*** Dataset entries ***
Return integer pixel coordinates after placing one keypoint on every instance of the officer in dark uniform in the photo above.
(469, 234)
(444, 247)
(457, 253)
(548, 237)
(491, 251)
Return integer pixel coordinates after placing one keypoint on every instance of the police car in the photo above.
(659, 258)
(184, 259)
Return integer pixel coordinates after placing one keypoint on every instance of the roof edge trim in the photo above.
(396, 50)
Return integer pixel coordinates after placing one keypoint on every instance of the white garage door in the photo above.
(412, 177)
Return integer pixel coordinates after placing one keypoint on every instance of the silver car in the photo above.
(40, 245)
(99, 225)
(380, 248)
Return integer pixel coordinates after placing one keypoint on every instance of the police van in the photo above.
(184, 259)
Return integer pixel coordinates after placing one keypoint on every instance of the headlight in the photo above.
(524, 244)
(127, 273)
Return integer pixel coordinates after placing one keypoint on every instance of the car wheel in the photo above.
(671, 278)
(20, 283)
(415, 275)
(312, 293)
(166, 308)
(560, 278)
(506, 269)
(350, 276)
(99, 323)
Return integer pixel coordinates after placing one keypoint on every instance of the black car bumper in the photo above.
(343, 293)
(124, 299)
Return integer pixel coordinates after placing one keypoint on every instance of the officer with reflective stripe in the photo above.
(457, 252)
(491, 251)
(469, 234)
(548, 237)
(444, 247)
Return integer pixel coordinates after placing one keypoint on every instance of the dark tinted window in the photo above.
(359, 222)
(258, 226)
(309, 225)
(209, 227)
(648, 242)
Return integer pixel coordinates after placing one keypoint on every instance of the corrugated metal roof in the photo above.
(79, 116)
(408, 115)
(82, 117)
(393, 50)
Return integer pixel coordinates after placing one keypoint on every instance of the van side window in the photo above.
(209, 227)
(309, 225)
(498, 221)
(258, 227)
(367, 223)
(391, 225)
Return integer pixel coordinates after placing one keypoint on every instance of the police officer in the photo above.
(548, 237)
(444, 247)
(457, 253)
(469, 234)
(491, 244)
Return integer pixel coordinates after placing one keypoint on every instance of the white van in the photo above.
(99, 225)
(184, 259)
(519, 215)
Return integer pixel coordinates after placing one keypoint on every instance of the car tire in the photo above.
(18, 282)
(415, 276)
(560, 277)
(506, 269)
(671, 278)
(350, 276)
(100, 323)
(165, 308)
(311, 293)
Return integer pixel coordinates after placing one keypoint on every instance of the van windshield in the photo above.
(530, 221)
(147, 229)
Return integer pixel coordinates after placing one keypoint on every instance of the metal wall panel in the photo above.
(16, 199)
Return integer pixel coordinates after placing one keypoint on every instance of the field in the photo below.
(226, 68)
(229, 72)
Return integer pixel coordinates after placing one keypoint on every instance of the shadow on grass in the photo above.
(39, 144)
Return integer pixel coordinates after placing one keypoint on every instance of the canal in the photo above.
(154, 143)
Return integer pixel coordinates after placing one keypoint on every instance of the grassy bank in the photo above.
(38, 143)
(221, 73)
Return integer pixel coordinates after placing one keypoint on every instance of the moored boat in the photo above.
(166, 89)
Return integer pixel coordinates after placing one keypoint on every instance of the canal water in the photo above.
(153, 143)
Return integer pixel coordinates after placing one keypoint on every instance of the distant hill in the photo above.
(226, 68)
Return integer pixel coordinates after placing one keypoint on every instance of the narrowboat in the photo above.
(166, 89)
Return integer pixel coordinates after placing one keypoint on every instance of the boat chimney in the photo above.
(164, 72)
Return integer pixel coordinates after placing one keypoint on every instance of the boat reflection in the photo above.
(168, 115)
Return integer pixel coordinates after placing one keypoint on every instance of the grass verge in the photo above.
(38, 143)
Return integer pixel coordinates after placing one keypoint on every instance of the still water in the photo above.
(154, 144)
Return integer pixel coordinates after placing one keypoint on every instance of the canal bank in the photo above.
*** End of Dataset entries ***
Only an exact retyping of the full data will do.

Return integer pixel coordinates after placing one keypoint on every instance of the officer in dark uniform in the photo above.
(469, 234)
(444, 247)
(457, 253)
(548, 237)
(491, 251)
Return integer pixel coordinates after placing one keypoint on every instance of the police car in the photo above.
(659, 258)
(184, 259)
Return integer pixel coordinates after placing one keypoint on every instance of the roof edge trim in the photo above.
(396, 50)
Return integer pixel coordinates after placing one keypoint on every instance of the white garage door in the photo above.
(412, 177)
Return integer pixel coordinates after placing one keypoint on every instance of the silver car in the photo above.
(40, 245)
(99, 225)
(380, 248)
Return integer pixel coordinates after placing one keypoint on every instance of the police van in the photo above.
(184, 259)
Return integer pixel coordinates after placing one keypoint on every instance of the headlight in the photo above.
(524, 244)
(127, 273)
Return integer pixel coordinates after placing one keypoint on every instance of the car wheel in the photo above.
(671, 278)
(20, 283)
(415, 275)
(312, 293)
(166, 308)
(560, 278)
(506, 269)
(350, 276)
(99, 323)
Return integer pixel coordinates after placing one keypoint on every instance of the black car bumper in the photo above.
(343, 293)
(124, 299)
Return integer pixel coordinates after placing one keypoint on every instance of the officer with reflective stripe in the photo above.
(457, 252)
(491, 251)
(469, 234)
(548, 237)
(444, 247)
Return integer pixel coordinates after placing one keypoint on every instance of the dark tinted window in the photo above.
(359, 222)
(258, 226)
(309, 225)
(209, 227)
(648, 242)
Return integer pixel coordinates after placing one keypoint on every instance of the corrugated metal roof in the photo above.
(79, 116)
(408, 115)
(82, 117)
(393, 50)
Return integer pixel coordinates after placing one keypoint on every instance of the van side window in the photo above.
(209, 227)
(309, 225)
(498, 221)
(258, 227)
(367, 223)
(391, 225)
Return integer pixel coordinates after placing one keypoint on every instance of the police officer in the photo above.
(548, 237)
(444, 247)
(457, 253)
(469, 234)
(491, 244)
Return integer pixel coordinates after placing one keypoint on every instance of the white van in the photo above.
(99, 225)
(184, 259)
(519, 215)
Return integer pixel coordinates after placing one keypoint on every instance of the car tire in the photo above.
(18, 282)
(415, 276)
(560, 277)
(506, 269)
(671, 278)
(350, 276)
(100, 323)
(165, 308)
(311, 293)
Return integer pixel coordinates after placing one keypoint on every instance of the van windshield in the photo above.
(530, 221)
(147, 229)
Return integer pixel coordinates after placing one keypoint on every instance of the metal wall panel in the photo above.
(16, 199)
Return integer pixel coordinates after placing one keypoint on every instance of the field in the photo below.
(226, 68)
(229, 72)
Return integer pixel coordinates after placing one keypoint on every instance of the shadow on grass in the photo above.
(39, 144)
Return integer pixel coordinates after placing one keypoint on every instance of the canal in the photo above.
(154, 143)
Return integer pixel coordinates after placing one keypoint on every instance of the grassy bank in the photo above.
(38, 143)
(221, 73)
Return integer pixel coordinates after placing one keypoint on every instance of the moored boat in the photo above.
(166, 89)
Return integer pixel coordinates after placing one keypoint on every instance of the canal water in the photo above.
(153, 143)
Return integer pixel coordinates after placing one keypoint on every instance of the distant hill in the photo above.
(226, 68)
Return integer pixel coordinates after placing one keypoint on every instance of the narrowboat in the photo above.
(166, 89)
Return integer pixel coordinates after placing one keypoint on every instance of the boat chimney in the photo above.
(164, 72)
Return integer pixel coordinates after placing one keypoint on every instance of the boat reflection in the photo above.
(168, 115)
Return integer pixel coordinates after placing one keypoint on every instance of the grass verge in the photo above.
(38, 143)
Return integer pixel coordinates after placing one keypoint on every instance of the still water in the photo above.
(154, 144)
Return integer pixel coordinates after placing one keypoint on every instance of the canal bank in the photo above.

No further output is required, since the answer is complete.